__COSA FARE__
Riproduci fedelmente il passo dell'articolo sulla colangite biliare primitiva che comincia con "Tra i pazienti, il" e prosegue fino a "patologia del fegato.".

__ESTRATTO DEL DOCUMENTO__
=-=-=-=-=

Tra i pazienti, il rapporto femmine/maschi è di 9 a 1: è nei cromosomi sessuali che si troverebbe il motivo di questa predominanza
Milano – Lo studio condotto da un team internazionale di ricercatori segna un importante passo in avanti verso la comprensione delle cause della colangite biliare primitiva (CBP). Il lavoro è stato coordinato dagli esperti dell’Università di Milano-Bicocca e del Centro Malattie Autoimmuni del Fegato dell’Ospedale San Gerardo di Monza, da anni impegnati a studiare questa malattia, e dai genetisti dell’Istituto Clinico Humanitas di Rozzano. I curatori della ricerca, pubblicata sulla rivista Gastroenterology, hanno indagato il contributo del cromosoma X all’architettura genetica della patologia del fegato.
Come la maggior parte delle malattie autoimmuni, la CBP colpisce soprattutto il sesso femminile, con un rapporto tra femmine e maschi affetti di 9 a 1. Dagli anni '50 e '60 del secolo scorso molti medici e scienziati si sono dedicati a studiare gli ormoni sessuali, quali l’estrogeno e il progesterone, per spiegare questa marcata preponderanza femminile, senza però ottenere una chiara spiegazione. Per questo motivo, gli studi si sono poi estesi anche ai cromosomi sessuali.
Grazie al contributo di colleghi di istituzioni sanitarie e istituti di ricerca del Regno Unito, del Giappone, della Cina e del Canada, i ricercatori di Milano-Bicocca e Humanitas University hanno raccolto ed esaminato i dati genetici relativi a 5.244 casi, compresi quelli di pazienti italiani. Applicando per la prima volta un metodo di analisi chiamato XWAS e sviluppato proprio per identificare in modo adeguato possibili associazioni genetiche nel cromosoma X, sono emerse associazioni con geni come il gene FOXP3 che, se difettosi, possono alterare le normali funzioni delle nostre difese immunitarie, portandole ad “auto-aggredirci” e quindi a causare CBP e autoimmunità.
“Questo studio è stato specificamente disegnato per indagare il cromosoma X, che, per le sue peculiarità (è presente in due copie nelle donne, e in singola copia negli uomini), è sempre stato poco studiato”, ha spiegato la prof.ssa Rosanna Asselta, di Humanitas University. “Si pensi che il cromosoma X costituisce il 5% del genoma umano e che mutazioni in geni localizzati in questo cromosoma spiegano circa il 10% delle malattie monogeniche. Nonostante questo, gli studi su cromosoma X e malattie complesse – o multigeniche, come la CBP – sono solo agli inizi, e meno dell’1% di tutte le associazioni genetiche finora descritte riguardano questo peculiare cromosoma. Abbiamo fatto luce su una strada ancora poco esplorata, che potrà essere ora battuta per capire il coinvolgimento di questo cromosoma anche in altre malattie. Più in generale, si tratta di un piccolo passo verso la medicina di genere, ancora poco considerata”.

=-=-=-=-=

__MATERIALE DI PARTENZA__
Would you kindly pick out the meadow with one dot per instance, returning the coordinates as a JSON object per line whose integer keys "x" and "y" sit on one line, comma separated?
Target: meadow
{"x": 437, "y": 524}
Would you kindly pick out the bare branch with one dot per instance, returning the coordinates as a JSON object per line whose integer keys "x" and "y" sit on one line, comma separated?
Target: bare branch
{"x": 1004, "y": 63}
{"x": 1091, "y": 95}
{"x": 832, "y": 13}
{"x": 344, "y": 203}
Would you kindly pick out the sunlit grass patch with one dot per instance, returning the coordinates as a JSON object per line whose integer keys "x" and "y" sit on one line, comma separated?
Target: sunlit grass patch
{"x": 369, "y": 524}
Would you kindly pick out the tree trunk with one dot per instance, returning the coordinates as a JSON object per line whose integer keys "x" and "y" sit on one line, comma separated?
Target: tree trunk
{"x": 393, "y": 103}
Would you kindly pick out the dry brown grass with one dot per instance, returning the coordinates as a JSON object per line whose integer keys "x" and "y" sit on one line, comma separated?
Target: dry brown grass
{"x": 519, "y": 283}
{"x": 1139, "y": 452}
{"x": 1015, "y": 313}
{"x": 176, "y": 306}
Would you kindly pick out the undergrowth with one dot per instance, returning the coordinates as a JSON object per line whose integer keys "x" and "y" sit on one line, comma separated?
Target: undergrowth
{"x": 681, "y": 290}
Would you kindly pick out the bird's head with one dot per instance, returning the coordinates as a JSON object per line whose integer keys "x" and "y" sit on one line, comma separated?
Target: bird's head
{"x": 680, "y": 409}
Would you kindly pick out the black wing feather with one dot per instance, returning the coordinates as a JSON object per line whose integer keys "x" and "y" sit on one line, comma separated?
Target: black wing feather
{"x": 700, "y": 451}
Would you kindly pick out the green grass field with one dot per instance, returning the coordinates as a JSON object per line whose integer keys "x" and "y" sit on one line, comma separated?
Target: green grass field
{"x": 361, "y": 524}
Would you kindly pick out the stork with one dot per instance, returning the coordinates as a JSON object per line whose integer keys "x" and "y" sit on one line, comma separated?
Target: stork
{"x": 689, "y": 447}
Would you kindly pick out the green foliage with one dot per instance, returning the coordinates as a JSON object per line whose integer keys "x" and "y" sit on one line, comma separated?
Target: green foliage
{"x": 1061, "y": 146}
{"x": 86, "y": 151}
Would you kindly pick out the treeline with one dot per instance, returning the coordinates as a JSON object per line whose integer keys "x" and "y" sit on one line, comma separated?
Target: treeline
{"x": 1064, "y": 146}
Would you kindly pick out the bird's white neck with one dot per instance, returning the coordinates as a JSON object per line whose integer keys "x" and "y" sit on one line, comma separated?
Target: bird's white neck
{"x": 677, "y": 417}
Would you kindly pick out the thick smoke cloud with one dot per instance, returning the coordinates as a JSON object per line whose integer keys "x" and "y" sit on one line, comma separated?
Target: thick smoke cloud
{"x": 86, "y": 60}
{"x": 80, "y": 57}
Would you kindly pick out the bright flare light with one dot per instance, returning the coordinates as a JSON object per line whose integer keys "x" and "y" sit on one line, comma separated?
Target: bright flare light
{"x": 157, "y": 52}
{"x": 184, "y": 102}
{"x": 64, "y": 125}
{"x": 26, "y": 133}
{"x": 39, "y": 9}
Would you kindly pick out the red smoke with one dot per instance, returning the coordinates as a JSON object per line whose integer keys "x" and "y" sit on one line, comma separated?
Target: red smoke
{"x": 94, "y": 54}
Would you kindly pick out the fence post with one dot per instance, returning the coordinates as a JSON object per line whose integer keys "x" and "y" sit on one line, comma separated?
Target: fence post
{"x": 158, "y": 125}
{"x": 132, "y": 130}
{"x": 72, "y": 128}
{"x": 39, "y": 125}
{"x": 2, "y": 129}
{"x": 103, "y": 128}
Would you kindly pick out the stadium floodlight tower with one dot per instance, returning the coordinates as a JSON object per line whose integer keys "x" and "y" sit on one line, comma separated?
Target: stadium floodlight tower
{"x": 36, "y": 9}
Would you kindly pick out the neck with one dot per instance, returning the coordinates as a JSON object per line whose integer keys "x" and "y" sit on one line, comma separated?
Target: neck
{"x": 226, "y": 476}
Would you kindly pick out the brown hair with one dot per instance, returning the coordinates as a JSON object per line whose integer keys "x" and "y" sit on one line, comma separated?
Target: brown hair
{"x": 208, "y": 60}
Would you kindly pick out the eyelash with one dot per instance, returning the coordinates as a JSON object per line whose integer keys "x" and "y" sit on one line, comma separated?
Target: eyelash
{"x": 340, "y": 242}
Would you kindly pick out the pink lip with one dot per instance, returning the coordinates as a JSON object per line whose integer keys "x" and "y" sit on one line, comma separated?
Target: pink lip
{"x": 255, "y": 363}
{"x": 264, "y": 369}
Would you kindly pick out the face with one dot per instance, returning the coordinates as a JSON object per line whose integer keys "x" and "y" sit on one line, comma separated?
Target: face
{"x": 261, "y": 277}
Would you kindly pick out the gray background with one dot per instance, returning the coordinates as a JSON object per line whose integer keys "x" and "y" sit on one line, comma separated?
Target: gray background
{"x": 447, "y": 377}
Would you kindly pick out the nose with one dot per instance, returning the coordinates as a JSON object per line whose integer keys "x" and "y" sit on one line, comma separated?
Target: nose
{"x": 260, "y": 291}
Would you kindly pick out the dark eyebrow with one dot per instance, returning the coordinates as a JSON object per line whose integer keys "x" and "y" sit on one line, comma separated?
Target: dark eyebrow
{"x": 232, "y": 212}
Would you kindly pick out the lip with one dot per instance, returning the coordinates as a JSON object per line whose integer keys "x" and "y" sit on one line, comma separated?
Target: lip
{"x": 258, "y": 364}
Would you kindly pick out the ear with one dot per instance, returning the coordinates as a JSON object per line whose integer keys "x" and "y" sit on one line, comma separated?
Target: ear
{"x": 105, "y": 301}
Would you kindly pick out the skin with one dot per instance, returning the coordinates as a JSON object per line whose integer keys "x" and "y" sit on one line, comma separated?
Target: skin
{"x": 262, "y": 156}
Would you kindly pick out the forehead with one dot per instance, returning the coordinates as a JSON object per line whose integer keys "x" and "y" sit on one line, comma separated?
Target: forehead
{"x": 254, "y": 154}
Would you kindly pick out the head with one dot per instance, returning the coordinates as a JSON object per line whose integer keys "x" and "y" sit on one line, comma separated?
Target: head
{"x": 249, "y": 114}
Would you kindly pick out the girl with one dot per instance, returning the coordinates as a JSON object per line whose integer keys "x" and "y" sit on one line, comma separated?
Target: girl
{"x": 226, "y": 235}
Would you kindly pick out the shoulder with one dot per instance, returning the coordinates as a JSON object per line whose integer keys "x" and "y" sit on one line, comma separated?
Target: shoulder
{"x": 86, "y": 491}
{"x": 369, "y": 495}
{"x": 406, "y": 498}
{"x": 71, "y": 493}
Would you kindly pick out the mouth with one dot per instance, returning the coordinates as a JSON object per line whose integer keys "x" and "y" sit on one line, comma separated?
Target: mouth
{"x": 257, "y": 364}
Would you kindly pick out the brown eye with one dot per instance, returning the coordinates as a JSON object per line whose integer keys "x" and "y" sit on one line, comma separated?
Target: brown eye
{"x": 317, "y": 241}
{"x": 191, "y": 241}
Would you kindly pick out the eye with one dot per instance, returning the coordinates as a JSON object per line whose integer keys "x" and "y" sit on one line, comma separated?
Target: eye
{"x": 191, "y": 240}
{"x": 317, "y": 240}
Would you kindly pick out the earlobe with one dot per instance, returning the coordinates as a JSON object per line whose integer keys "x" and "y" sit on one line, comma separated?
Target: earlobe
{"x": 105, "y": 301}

=-=-=-=-=

__ESITO DEL COMPITO__
Tra i pazienti, il rapporto femmine/maschi è di 9 a 1: è nei cromosomi sessuali che si troverebbe il motivo di questa predominanza
Milano – Lo studio condotto da un team internazionale di ricercatori segna un importante passo in avanti verso la comprensione delle cause della colangite biliare primitiva (CBP). Il lavoro è stato coordinato dagli esperti dell’Università di Milano-Bicocca e del Centro Malattie Autoimmuni del Fegato dell’Ospedale San Gerardo di Monza, da anni impegnati a studiare questa malattia, e dai genetisti dell’Istituto Clinico Humanitas di Rozzano. I curatori della ricerca, pubblicata sulla rivista Gastroenterology, hanno indagato il contributo del cromosoma X all’architettura genetica della patologia del fegato.